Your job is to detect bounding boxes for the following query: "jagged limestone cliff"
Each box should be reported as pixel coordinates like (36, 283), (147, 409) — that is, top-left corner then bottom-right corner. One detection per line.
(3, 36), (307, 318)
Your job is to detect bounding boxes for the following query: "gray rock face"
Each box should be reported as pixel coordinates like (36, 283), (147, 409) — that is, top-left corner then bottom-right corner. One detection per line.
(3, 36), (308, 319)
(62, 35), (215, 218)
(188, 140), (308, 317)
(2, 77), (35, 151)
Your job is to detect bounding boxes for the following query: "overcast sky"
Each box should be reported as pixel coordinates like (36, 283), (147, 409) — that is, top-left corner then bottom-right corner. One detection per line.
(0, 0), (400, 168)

_Work instructions_:
Reproduce the entire listing above word for word, from its first line to its last.

_Complete response_:
Your job is to detect bounding boxes for the following query: "jagged limestone cliff"
Each box should be reported as pixel coordinates like (36, 283), (147, 409) — that is, top-left corner then bottom-right corner. One detection per line.
(3, 36), (307, 318)
Your job is to detect bounding boxes for the following query: "gray rock face"
Each box should be reported as pixel coordinates like (36, 283), (147, 409) — that is, top-left corner then bottom-right corner. One detection per line.
(3, 36), (308, 319)
(62, 35), (215, 218)
(188, 140), (308, 317)
(2, 77), (35, 151)
Your job is to detect bounding boxes for the following query: "overcast sky"
Each box should be reported as pixel coordinates like (36, 283), (147, 409) — that is, top-left corner then bottom-right corner. One detection per line.
(0, 0), (400, 168)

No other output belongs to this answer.